It appears to grant access nearly as permissive as before, though other apps'
Android/data
folders may be off-limits.
The new option also remains to be evaluated by the Mergeall team, but you can read about it for now
at these pages (while they last; Android developer pages trend towards transience):
Android 11
storage;
the All files access
exception;
an FAQ on the
subject;
and Google Play edicts
here and
here.
Per the last of those links, using the new permission in apps uploaded to the Play store requires special approval—a point of control which hopefully won't be misused (see the recent Fortnite fiasco), but can be subverted in some contexts by Android app sideloading. Per the other links, the new permission may also make the Storage Access Framework unnecessary, but it's unknown if it will be available in Python-hosting apps like Termux and Pydroid 3, or require creation of fully standalone apps. Either way, apps using All files access cannot be uploaded to Google Play until early 2021, so you'll have to stay tuned for the conclusion to this saga (and appendix).
Thanks to an unexpected auto-update from Samsung, the Mergeall testing team has now had a chance to evaluate the apps and programs described in the main doc under Android 11. This update reflects initial testing with that platform on an unrooted Samsung Galaxy Note20 Ultra, as well as later results on a Pixel (per the update box below). While its findings may or may not apply to other devices, and are prone to change over time, users and developers alike are stakeholders in the Android 11 tale told here.
To tell this story efficiently and fairly, this section presents its results as a sort of incremental developer journal, which is amended as new facts emerge. Some of its coverage will make more sense if you have a basic understanding of Android storage categories and paths; for a quick intro, try this primer. Taking that background as a given, here is the wreckage uncovered while testing Android 11, and covered in this update:
The good news is that apps which still target earlier Androids get a temporary
opt-out
of scoped storage in Android 11, and seem, at least at first glance, to mostly work
as they did before. In fact, permissions for such apps—now branded "legacy"—are
in some ways more liberal than before. Here's the Android 11 permission stories captured in
Termux and
Pydroid 3
after their permission-granting steps. Compare these to behavior on Android 10 and
earlier presented in the
main doc; we'll revisit
these results ahead (as well as new limits in file explorers), but these apps
now can access microSD-card files more freely, and the root of internal shared storage
at /sdcard
and its
equivalents
is still fully usable for content storage and management.
The bad news is that the reprieve is nowhere near complete: as expected, Android 11 does break the Python programs mentioned in this document, in the multiple ways covered below. Most grievously, general access to USB drives has been revoked, even for "legacy" apps; and shared storage has been slowed nearly into oblivion, taking many long-running file-processing tasks with it. On top of this, Android 11 introduces new glitches to tkinter GUIs, trims the utility of tools like file explorers and web browsers, and bizarrely bungles permissions in some apps. In worst cases, the Android 11 breakages have the potential to render Python programs wholly unusable on this platform, in both source-code and standalone-app forms.
☆ ☆ ☆ ☆ ☆
GOAL OF THE EXERCISE ->
Transcribe the section of the Android 11 storage passage that opens with the words containing "Thanks to an" and closes with "tale told here.". The listing that follows has no connection to the Android 11 storage passage.

PROVIDED DATA ->
☆ ☆ ☆ ☆ ☆
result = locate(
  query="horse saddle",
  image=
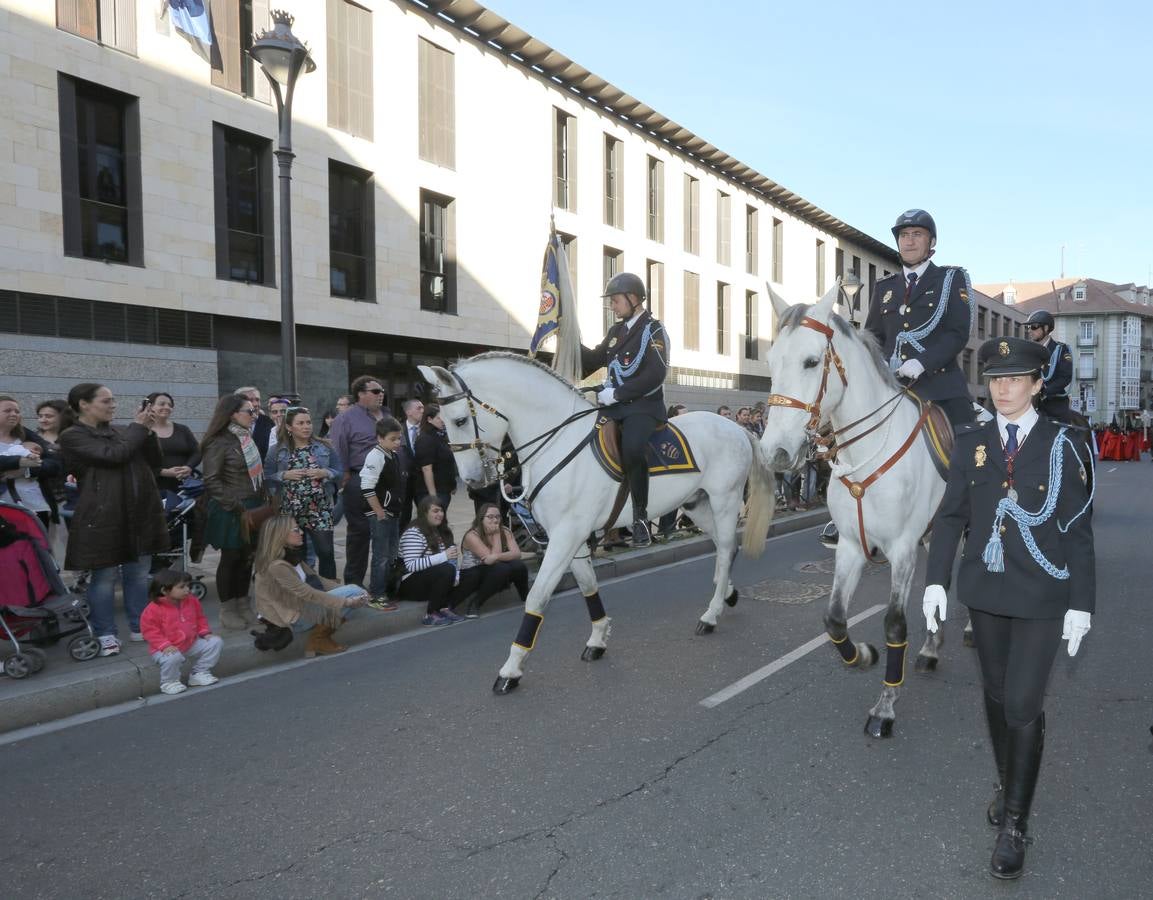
☆ ☆ ☆ ☆ ☆
FULL OUTPUT ->
Thanks to an unexpected auto-update from Samsung, the Mergeall testing team has now had a chance to evaluate the apps and programs described in the main doc under Android 11. This update reflects initial testing with that platform on an unrooted Samsung Galaxy Note20 Ultra, as well as later results on a Pixel (per the update box below). While its findings may or may not apply to other devices, and are prone to change over time, users and developers alike are stakeholders in the Android 11 tale told here.